## Problema breve 1
Rispondi a queste domande sull'estratto sul regolamento edilizio:
(a) Oltre alla custodia e alla manutenzione dei beni, quale altro obbligo viene imposto ai proprietari?
(b) Che cosa ha già l'Amministrazione quando si tratta di obiettive situazioni di pericolo?
(c) Con quale strumento, invece che con norma costituzionale, si legittima un potere di esproprio di aree private?
## Problema breve 2
Riscrivi il passo dell'estratto sul regolamento edilizio compreso tra "Anche qui un" e "di un reato!.", estremi inclusi, mettendo "ordine" al posto di "decoro".

## Estratto del testo
Anche qui un importante intervento della Amministrazione dispositivo della proprietà privata a titolo discrezionale senza un valido supporto legislativo di indirizzo.
Si impone ai proprietari e ai titolari di diritti sull’immobile, oltre l’ordinario obbligo, certamente previsto dalla legge, di provvedere alla custodia e alla manutenzione dei beni, anche quello di provvedere al loro decoro con la finalità di evitare fenomeni di degrado urbano e occupazioni abusive.
Anche qui si introduce il concetto generico di “decoro”che si presta
a interpretazioni di assoluta discrezionalità ed inoltre si va a gravare il proprietario di un compito che é proprio del potere pubblico, addirittura la prevenzione di un reato!.
Si dispone, inoltre, la sostituzione della Amministrazione nella gestione degli immobili del privato nel momento, addirittura presupposto in termini temporali, in cui si riscontri uno stato di abbandono e il proprietario diffidato non intervenga.
In questo caso l’Amministrazione si arroga il diritto di intervenire sulla proprietà privata decidendo autonomamente consistenza, tempi e modalità dell’intervento stesso e il diritto di recuperare coattivamente quanto speso dal proprietario del bene, proprietario che, forse, non é ancora intervenuto in quanto potrebbe non averne avuto la possibilità.
Si va a prescrivere che nel momento in cui, con ogni probabilità, il proprietario di un immobile non ha la disponibilità di un determinato capitale per eseguire degli interventi sul suo immobile interviene l’Amministrazione che esegue al suo posto quello che decide lei, salvo poi farglielo pagare coattivamente!
Va tenuto presente che l’Amministrazione qualora si tratti di obiettive situazioni di pericolo ha già, in ogni caso, i mezzi per intervenire.
Di grave portata poi la attribuzione alla Amministrazione del potere di imprimere una destinazione pubblica alle aree in cui non venissero eseguiti gli interventi intimati. Qui, nella sostanza si legittima, non con norma costituzionale ma con regolamento edilizio comunale un potere di esproprio di aree private.

## Sezione dati
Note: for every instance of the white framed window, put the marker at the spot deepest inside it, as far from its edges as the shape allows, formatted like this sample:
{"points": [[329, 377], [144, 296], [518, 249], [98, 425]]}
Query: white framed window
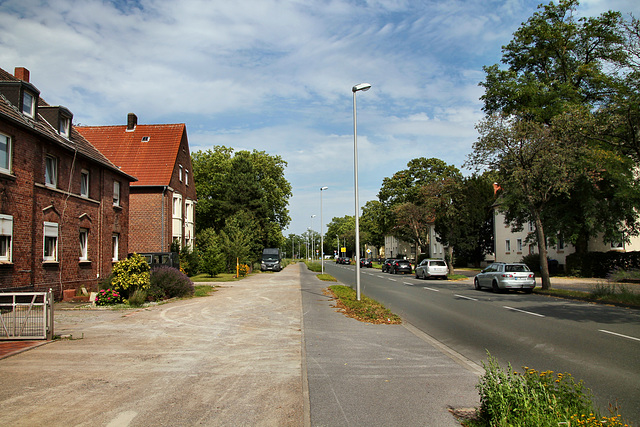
{"points": [[6, 237], [617, 245], [50, 246], [84, 183], [177, 206], [5, 153], [65, 126], [84, 244], [51, 171], [28, 104], [115, 244], [116, 193]]}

## Risposta 1
(a) L'obbligo di provvedere al decoro dei beni.
(b) I mezzi per intervenire.
(c) Con il regolamento edilizio comunale.

## Risposta 2
Anche qui un importante intervento della Amministrazione dispositivo della proprietà privata a titolo discrezionale senza un valido supporto legislativo di indirizzo.
Si impone ai proprietari e ai titolari di diritti sull’immobile, oltre l’ordinario obbligo, certamente previsto dalla legge, di provvedere alla custodia e alla manutenzione dei beni, anche quello di provvedere al loro ordine con la finalità di evitare fenomeni di degrado urbano e occupazioni abusive.
Anche qui si introduce il concetto generico di “ordine”che si presta
a interpretazioni di assoluta discrezionalità ed inoltre si va a gravare il proprietario di un compito che é proprio del potere pubblico, addirittura la prevenzione di un reato!.